> _GIVEN REQUEST_: Express every line of the listing below as a JSON list of strings, one string per line, with blank lines omitted. Leave the pictures out of the list.
--*--
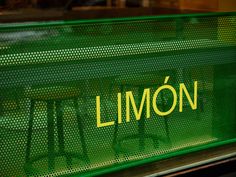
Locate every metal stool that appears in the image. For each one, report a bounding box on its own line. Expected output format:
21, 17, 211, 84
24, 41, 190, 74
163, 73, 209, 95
25, 86, 89, 173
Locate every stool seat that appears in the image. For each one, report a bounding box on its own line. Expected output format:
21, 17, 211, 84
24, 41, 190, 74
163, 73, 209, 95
114, 74, 164, 87
25, 86, 79, 101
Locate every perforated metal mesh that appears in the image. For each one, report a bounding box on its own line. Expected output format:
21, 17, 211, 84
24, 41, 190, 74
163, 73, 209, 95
--*--
> _THE COMPLETED TASK_:
[
  "Locate every metal stool that appears in the image. For each one, report a bounding box on its own line. Expected output format:",
  "21, 17, 211, 84",
  "24, 41, 190, 74",
  "163, 73, 209, 95",
  "25, 86, 89, 173",
  "Locate every stool seat that appears in the image. For each one, report a bounding box on its own line. Expected output format:",
  "21, 17, 211, 84",
  "24, 41, 190, 74",
  "163, 73, 209, 95",
  "114, 74, 164, 87",
  "25, 86, 79, 101",
  "Locate every perforated metal mesh that appears in the image. For each one, report a bounding box on its own line. Expected output format:",
  "21, 17, 211, 84",
  "24, 41, 190, 74",
  "163, 73, 209, 95"
]